**PROBLEMS TO SOLVE**
• A. Can you print everything in the passage about The Nature Conservancy from "The Nature Conservancy" down to "animals run free."?
• B. Can you arrange everything in the records from their first line down to the line containing "x=167, y=40" as a Markdown table with the columns "No." and "Record line", skipping any blank lines?
— Start SOURCE PASSAGE —
This databank operates as a network of information that can be
accessed by governments, natural resource agencies, corporations,
researchers, academics, and others from all over the world. TNC is now
able to spread, worldwide, their gross misrepresentations of the truth
to city people, in order to continue to diminish the rights of private
landowners and resource workers.
Since their first success in Virginia, TNC has always worked
quietly behind the scenes, while politicians and land-use bureaus,
both federal and state, become their front men. In every community
targeted for land acquisition or economic destruction, a TNC operative
moves in.
They are well-educated and charming, and their job is to seek out
the weaknesses that they can exploit. They become close to the people
in the community, join their clubs, and volunteer in social programs -
all the while making their plans to betray the people's trust. When
the land is acquired through sale, coercion, or condemnation, they
leave. Behind them, they leave economic ruin, desolation, and human
despair.
The Nature Conservancy and other "Wildlands Project"
activists are using the United Nations and other socialist-leaning
nations, to manipulate the entire human population that will be forced
to evacuate their homes and live in small, confined colonies, while
animals run free.
As they have done since their inception, "saved" areas
are taken over by wealthy elites, who will enjoy the freedom of big
game hunting, fishing expeditions, ecotourism, and private real
estate, including farms, all at the right price, of course, for those
who can afford it. Their atheist/socialist belief is that nature can
be protected if the "common" people can't afford any of it.
— End SOURCE PASSAGE —
— Start GIVEN RECORDS —
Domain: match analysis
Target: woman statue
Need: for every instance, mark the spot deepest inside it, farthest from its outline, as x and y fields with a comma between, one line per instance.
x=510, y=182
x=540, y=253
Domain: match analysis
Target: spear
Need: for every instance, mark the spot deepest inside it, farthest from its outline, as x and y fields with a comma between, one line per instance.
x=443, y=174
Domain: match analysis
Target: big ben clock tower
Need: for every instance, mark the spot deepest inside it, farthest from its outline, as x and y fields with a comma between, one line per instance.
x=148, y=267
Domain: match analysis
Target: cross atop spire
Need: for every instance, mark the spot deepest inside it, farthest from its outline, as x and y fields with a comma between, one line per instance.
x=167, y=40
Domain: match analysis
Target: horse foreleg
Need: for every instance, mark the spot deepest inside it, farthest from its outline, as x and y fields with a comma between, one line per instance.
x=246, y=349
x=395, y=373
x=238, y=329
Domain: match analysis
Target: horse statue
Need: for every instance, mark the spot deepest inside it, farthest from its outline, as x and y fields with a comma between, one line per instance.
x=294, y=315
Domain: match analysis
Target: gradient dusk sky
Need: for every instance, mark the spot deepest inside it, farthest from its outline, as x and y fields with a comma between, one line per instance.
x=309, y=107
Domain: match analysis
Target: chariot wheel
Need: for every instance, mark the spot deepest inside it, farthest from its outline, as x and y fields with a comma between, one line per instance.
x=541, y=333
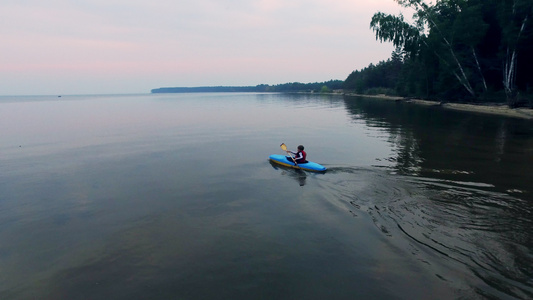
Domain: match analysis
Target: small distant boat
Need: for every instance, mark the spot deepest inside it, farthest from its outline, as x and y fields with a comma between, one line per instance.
x=308, y=166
— End GIVEN RECORDS —
**RESPONSES PER TASK**
• A.
The Nature Conservancy and other "Wildlands Project"
activists are using the United Nations and other socialist-leaning
nations, to manipulate the entire human population that will be forced
to evacuate their homes and live in small, confined colonies, while
animals run free.

• B.
| No. | Record line |
|---|---|
| 1 | Domain: match analysis |
| 2 | Target: woman statue |
| 3 | Need: for every instance, mark the spot deepest inside it, farthest from its outline, as x and y fields with a comma between, one line per instance. |
| 4 | x=510, y=182 |
| 5 | x=540, y=253 |
| 6 | Domain: match analysis |
| 7 | Target: spear |
| 8 | Need: for every instance, mark the spot deepest inside it, farthest from its outline, as x and y fields with a comma between, one line per instance. |
| 9 | x=443, y=174 |
| 10 | Domain: match analysis |
| 11 | Target: big ben clock tower |
| 12 | Need: for every instance, mark the spot deepest inside it, farthest from its outline, as x and y fields with a comma between, one line per instance. |
| 13 | x=148, y=267 |
| 14 | Domain: match analysis |
| 15 | Target: cross atop spire |
| 16 | Need: for every instance, mark the spot deepest inside it, farthest from its outline, as x and y fields with a comma between, one line per instance. |
| 17 | x=167, y=40 |